EXERCISE PROMPT:
Set down the items word for word, starting at the very beginning and ending at the line that contains "column 138, row 135", with both ends included. Leave out the pictures.

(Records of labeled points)
::::
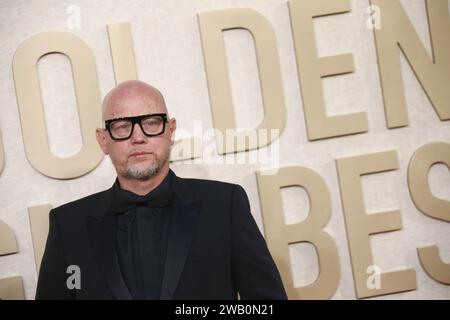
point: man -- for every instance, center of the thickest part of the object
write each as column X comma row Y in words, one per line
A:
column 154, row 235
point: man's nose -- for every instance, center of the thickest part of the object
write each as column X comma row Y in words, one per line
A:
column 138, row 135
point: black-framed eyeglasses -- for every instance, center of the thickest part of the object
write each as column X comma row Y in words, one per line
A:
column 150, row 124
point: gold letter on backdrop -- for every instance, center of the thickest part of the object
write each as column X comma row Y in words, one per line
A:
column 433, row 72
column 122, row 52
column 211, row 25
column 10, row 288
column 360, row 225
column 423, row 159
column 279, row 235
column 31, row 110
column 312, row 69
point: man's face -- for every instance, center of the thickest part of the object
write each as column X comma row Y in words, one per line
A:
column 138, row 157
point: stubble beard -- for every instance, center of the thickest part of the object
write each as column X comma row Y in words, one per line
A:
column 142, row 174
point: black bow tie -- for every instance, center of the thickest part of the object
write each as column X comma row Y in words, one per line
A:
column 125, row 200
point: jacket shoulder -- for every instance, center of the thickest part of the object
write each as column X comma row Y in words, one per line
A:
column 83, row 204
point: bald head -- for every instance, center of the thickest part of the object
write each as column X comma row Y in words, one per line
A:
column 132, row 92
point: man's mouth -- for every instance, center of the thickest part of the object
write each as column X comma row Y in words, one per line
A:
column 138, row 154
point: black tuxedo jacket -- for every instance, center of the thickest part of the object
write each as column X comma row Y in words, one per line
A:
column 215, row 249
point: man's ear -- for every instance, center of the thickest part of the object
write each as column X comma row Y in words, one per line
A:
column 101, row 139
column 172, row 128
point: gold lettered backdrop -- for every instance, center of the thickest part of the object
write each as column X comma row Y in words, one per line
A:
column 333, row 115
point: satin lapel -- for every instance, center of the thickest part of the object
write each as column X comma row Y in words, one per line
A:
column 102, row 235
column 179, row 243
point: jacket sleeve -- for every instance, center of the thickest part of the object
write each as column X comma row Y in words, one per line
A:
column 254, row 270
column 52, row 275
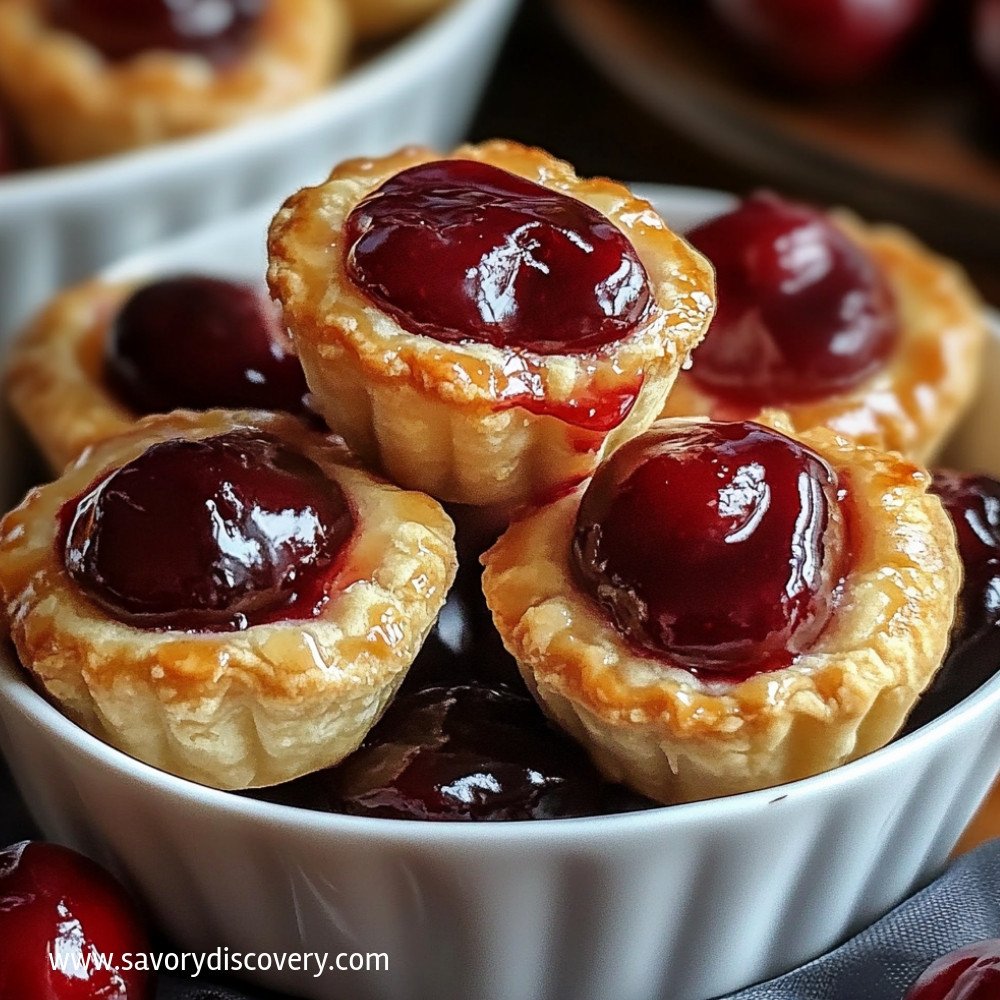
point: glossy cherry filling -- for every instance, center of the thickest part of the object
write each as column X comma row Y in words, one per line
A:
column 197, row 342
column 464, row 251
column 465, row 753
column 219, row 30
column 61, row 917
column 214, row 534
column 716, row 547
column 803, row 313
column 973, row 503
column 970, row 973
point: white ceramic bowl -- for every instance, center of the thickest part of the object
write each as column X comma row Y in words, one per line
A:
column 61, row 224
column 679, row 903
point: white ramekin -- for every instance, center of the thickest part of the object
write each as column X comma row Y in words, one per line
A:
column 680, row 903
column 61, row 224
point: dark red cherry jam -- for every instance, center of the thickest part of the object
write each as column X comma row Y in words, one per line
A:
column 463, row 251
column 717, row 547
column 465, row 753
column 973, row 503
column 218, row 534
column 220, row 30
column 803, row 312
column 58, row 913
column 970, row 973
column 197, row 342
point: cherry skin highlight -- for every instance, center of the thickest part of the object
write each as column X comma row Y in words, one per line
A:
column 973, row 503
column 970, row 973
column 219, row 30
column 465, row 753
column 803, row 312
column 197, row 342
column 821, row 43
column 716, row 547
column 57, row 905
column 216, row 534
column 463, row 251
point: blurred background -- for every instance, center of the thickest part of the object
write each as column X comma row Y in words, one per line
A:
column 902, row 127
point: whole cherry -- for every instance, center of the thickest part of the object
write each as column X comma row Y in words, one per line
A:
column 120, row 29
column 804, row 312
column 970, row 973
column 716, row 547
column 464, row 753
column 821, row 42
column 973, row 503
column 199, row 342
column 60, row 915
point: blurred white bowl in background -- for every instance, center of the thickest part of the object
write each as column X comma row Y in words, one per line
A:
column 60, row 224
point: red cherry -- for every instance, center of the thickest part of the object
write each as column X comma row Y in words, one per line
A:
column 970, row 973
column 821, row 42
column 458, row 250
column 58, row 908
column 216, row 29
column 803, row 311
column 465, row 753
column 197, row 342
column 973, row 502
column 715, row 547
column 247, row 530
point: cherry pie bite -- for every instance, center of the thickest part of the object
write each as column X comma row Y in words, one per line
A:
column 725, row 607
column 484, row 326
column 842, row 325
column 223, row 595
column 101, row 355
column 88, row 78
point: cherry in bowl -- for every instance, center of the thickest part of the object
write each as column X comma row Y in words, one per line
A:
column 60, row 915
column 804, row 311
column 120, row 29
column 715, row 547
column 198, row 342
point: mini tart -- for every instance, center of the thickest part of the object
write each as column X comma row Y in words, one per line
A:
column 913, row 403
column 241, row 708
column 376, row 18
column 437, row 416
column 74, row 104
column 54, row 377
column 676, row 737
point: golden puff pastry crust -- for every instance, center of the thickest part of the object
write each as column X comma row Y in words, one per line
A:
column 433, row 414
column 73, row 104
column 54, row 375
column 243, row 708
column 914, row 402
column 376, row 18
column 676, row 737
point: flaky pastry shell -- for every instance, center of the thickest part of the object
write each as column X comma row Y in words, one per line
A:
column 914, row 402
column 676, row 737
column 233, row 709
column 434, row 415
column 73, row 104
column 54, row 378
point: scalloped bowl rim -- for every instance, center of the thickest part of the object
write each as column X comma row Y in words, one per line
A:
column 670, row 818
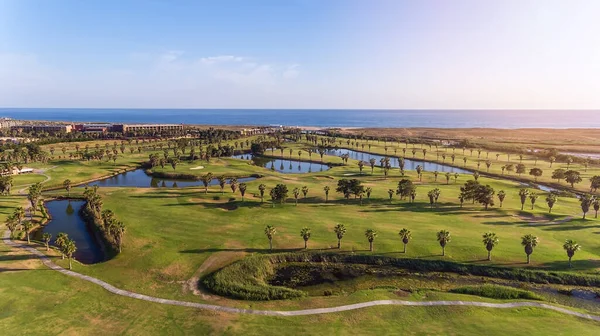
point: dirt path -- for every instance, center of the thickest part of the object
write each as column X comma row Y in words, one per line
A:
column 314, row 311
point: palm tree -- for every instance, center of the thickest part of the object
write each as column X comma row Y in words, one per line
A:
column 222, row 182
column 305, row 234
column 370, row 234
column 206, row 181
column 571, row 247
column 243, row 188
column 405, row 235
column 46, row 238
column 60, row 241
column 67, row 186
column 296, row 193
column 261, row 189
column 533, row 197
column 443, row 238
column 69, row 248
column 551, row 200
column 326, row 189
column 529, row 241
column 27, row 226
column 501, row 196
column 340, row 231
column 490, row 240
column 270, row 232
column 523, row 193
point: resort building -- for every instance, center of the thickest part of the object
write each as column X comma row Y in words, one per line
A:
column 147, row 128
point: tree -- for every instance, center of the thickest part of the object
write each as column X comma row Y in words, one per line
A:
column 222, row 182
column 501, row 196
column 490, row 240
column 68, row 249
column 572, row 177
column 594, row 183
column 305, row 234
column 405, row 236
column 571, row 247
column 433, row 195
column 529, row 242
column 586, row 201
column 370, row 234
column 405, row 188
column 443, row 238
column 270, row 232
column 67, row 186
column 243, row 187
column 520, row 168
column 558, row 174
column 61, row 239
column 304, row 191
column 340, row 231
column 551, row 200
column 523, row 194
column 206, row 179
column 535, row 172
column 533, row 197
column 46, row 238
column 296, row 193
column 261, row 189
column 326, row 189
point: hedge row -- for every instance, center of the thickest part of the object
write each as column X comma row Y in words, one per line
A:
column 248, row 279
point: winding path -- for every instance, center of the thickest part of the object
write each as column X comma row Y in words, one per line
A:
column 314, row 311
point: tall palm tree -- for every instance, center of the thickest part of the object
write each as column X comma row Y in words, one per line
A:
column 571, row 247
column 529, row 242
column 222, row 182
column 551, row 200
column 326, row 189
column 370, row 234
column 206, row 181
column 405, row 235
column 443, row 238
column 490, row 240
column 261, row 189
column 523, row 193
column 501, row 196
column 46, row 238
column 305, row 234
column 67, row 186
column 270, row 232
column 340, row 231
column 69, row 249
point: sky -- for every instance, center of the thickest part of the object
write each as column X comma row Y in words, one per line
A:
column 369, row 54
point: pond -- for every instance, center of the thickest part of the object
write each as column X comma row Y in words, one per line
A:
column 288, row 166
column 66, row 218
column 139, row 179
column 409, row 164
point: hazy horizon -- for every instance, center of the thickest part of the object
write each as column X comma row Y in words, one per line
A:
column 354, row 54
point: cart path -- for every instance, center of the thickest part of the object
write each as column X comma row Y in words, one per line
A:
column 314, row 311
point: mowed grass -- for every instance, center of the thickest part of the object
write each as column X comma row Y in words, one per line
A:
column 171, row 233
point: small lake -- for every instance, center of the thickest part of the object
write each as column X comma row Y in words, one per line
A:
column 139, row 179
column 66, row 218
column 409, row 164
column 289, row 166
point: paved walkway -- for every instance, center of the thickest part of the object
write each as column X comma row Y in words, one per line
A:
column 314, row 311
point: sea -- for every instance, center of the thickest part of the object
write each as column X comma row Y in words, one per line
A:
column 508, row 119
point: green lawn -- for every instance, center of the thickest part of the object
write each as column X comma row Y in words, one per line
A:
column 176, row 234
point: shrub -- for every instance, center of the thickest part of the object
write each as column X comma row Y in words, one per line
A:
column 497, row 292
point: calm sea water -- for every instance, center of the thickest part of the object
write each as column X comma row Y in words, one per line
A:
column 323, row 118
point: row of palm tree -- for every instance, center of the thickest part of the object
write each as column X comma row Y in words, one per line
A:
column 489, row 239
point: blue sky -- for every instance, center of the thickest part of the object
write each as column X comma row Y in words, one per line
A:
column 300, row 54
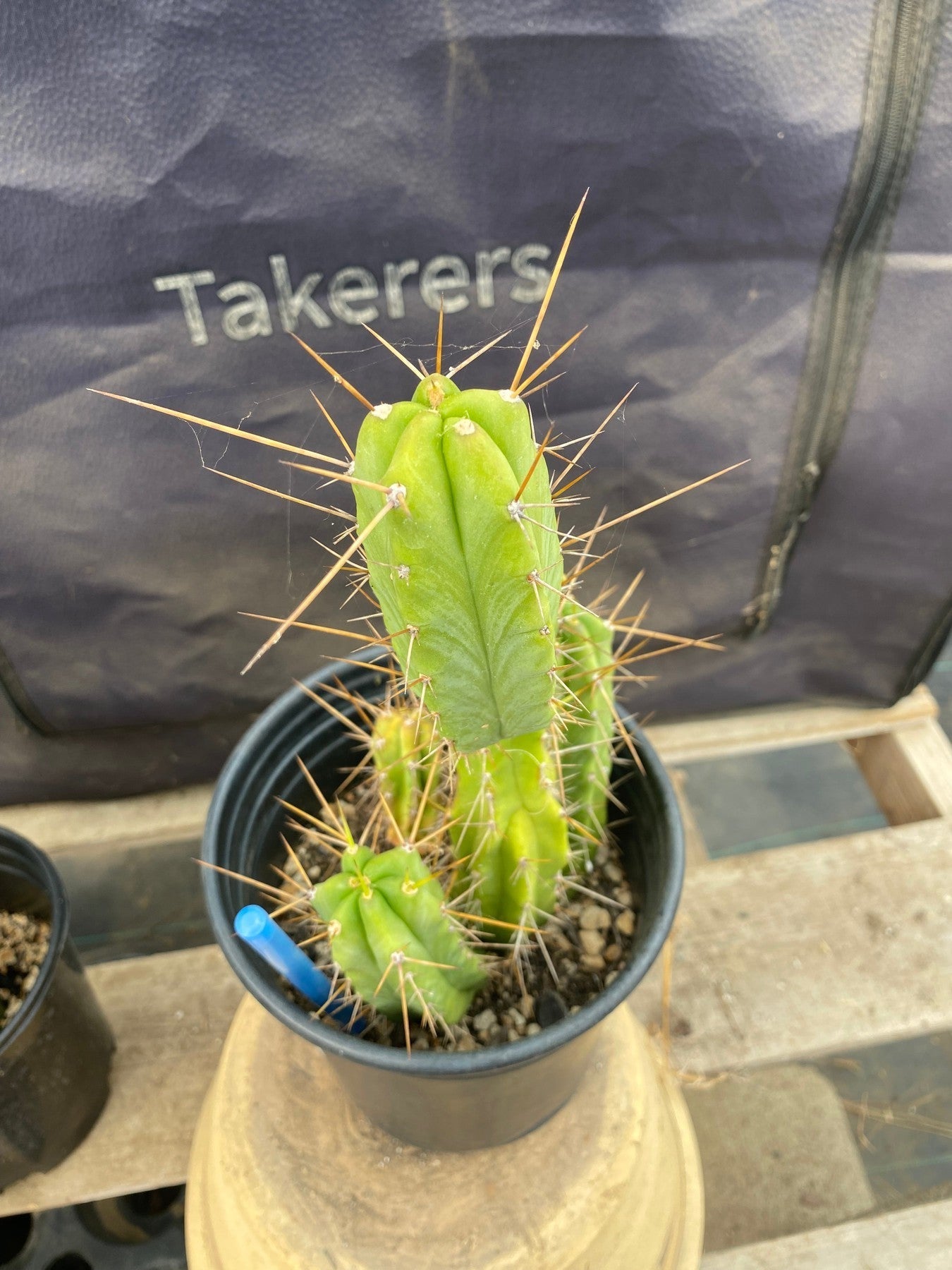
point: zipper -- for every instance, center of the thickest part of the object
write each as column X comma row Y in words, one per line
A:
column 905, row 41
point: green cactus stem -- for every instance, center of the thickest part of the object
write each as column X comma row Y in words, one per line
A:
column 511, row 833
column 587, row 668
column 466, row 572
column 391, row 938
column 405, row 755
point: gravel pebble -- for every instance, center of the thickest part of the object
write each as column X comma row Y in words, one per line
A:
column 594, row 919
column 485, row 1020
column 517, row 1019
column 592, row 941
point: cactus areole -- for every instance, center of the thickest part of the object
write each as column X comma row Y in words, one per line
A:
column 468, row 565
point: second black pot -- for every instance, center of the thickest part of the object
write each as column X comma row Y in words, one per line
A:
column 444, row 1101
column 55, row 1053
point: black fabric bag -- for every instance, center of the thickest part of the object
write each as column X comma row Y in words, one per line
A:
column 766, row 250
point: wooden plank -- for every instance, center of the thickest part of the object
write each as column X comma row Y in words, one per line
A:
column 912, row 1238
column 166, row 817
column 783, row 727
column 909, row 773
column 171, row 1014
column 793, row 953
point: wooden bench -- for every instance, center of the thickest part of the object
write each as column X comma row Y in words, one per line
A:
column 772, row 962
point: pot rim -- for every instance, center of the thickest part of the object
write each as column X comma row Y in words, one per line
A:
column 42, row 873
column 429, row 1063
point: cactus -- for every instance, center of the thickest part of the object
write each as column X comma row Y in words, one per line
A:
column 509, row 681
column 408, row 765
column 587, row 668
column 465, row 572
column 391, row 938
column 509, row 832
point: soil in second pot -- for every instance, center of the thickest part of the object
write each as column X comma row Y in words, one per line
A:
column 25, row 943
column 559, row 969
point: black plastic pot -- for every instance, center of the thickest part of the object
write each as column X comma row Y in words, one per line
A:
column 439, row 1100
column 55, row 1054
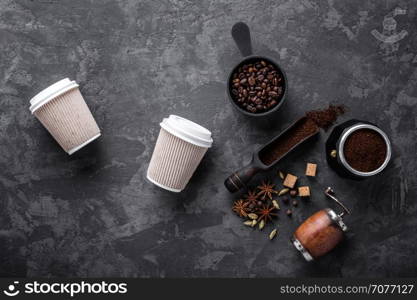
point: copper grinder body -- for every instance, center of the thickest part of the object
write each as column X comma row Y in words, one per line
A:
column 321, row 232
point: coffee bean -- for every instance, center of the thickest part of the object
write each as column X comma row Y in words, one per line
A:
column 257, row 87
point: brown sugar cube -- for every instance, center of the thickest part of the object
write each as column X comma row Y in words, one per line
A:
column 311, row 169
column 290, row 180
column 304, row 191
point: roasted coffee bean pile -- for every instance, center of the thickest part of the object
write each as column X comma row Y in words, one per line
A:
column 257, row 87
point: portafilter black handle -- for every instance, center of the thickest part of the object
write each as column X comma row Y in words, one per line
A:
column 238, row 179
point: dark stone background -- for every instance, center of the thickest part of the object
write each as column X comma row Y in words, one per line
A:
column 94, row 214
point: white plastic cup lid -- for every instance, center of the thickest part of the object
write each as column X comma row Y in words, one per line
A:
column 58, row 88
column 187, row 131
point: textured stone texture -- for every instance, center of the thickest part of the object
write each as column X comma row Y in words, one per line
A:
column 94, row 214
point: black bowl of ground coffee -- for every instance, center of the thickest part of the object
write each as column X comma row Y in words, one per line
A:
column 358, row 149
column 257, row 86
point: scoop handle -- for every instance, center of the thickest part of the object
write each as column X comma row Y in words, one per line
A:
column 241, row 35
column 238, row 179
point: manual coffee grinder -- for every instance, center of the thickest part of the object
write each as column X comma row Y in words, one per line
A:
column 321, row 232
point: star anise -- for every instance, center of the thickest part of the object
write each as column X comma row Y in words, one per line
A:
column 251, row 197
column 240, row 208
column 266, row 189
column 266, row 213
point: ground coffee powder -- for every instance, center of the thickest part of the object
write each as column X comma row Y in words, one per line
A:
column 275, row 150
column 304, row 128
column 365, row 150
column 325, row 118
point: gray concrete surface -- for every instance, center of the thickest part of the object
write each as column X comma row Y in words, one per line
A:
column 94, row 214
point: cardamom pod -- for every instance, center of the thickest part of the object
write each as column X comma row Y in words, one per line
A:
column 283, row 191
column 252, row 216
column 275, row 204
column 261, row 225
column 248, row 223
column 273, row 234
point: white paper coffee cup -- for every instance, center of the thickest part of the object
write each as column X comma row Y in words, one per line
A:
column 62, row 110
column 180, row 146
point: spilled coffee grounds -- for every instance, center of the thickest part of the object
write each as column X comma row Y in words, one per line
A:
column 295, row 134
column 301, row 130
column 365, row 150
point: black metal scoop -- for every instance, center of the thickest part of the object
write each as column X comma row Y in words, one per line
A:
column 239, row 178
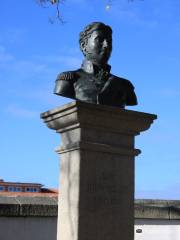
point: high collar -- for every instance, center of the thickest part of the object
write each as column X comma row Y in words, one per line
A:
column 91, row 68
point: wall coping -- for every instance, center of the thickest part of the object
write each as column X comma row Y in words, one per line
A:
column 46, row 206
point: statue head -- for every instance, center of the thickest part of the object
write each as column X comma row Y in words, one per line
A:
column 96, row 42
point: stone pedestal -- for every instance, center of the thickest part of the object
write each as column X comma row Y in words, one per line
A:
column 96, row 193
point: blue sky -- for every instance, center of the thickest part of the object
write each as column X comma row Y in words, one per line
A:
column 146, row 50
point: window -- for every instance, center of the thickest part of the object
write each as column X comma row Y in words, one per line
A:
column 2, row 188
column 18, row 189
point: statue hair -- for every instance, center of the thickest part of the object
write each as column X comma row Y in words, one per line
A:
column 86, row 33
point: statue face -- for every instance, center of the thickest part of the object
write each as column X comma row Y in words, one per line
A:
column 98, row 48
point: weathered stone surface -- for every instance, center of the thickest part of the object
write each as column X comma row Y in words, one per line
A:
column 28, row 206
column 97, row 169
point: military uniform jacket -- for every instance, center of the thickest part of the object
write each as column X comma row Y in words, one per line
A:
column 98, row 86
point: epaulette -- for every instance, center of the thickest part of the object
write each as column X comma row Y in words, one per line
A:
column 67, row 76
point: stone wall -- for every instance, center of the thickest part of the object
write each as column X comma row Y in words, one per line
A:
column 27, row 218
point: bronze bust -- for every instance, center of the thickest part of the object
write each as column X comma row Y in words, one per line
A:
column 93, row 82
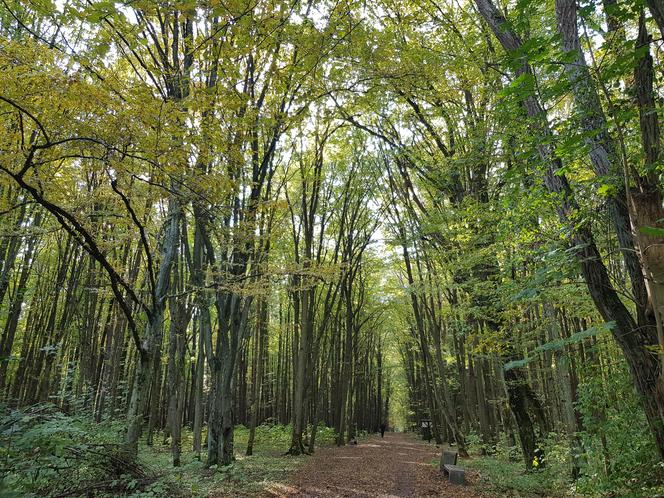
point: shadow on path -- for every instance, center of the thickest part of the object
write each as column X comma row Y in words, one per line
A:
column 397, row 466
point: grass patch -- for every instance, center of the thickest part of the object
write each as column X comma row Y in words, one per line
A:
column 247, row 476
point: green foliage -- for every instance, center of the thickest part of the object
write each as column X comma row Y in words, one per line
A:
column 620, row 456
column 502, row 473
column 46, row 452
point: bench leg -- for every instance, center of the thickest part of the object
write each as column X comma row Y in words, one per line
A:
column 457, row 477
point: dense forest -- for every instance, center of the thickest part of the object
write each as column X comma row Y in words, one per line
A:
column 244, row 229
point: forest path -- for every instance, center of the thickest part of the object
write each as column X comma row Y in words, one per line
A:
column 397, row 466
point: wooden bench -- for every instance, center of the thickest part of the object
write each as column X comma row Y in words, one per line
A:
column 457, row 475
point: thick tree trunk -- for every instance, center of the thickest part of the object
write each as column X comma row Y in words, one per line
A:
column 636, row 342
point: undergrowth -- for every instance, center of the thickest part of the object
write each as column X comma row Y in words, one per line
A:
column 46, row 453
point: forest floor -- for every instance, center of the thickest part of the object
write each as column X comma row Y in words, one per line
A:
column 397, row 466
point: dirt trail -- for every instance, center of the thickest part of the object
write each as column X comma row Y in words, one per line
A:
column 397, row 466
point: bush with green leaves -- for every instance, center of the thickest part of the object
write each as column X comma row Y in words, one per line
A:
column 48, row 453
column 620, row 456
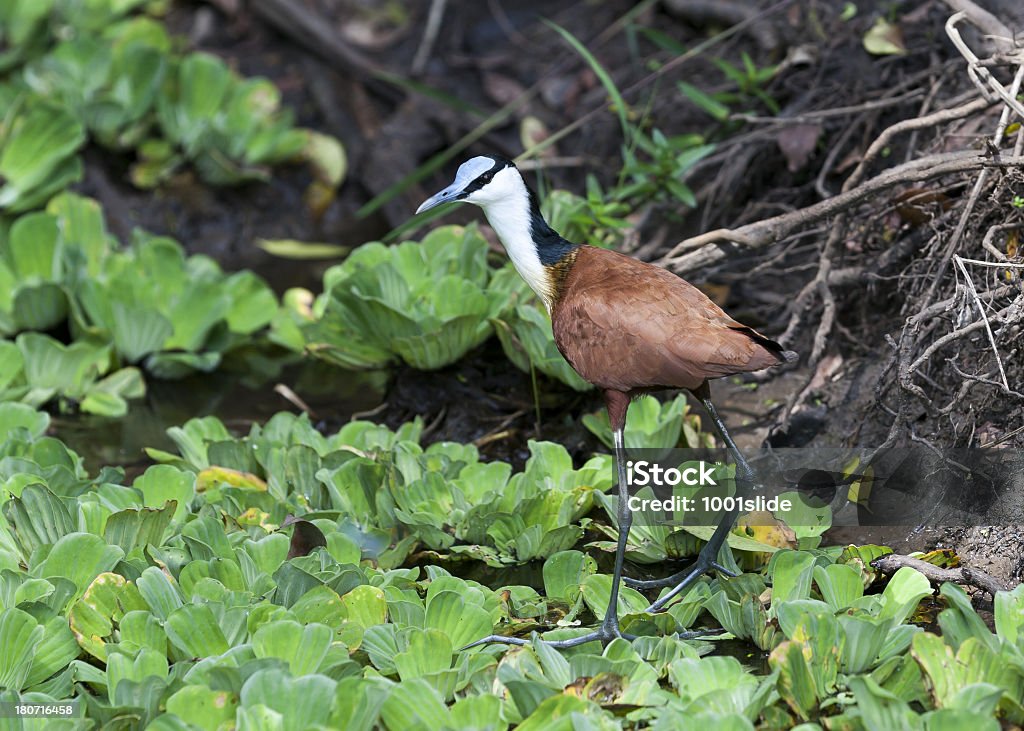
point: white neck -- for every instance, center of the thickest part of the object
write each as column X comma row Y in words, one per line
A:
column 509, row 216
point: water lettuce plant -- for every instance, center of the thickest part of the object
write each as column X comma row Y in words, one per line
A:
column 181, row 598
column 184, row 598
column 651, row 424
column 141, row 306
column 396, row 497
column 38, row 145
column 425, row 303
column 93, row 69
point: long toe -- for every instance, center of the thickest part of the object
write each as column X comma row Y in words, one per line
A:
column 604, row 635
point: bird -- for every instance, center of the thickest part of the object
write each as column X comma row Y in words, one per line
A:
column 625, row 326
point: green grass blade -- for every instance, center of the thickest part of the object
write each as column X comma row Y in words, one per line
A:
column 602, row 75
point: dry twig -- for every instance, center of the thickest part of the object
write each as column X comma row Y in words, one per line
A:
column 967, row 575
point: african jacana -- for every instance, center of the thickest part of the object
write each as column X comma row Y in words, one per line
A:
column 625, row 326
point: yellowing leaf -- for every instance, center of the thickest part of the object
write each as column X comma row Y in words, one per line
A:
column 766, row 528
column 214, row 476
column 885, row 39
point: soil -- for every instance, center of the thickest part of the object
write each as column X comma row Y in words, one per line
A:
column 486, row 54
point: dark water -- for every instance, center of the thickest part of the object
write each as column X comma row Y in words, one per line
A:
::::
RESULT FOR THIS EXERCISE:
point: man -- for every instance, center of the thickest part of the object
write each as column X comma row Y in words, one per line
A:
column 154, row 235
point: man's nose -- for every instance, center of the thickest part of the object
write each as column X comma row Y in words, one per line
A:
column 138, row 135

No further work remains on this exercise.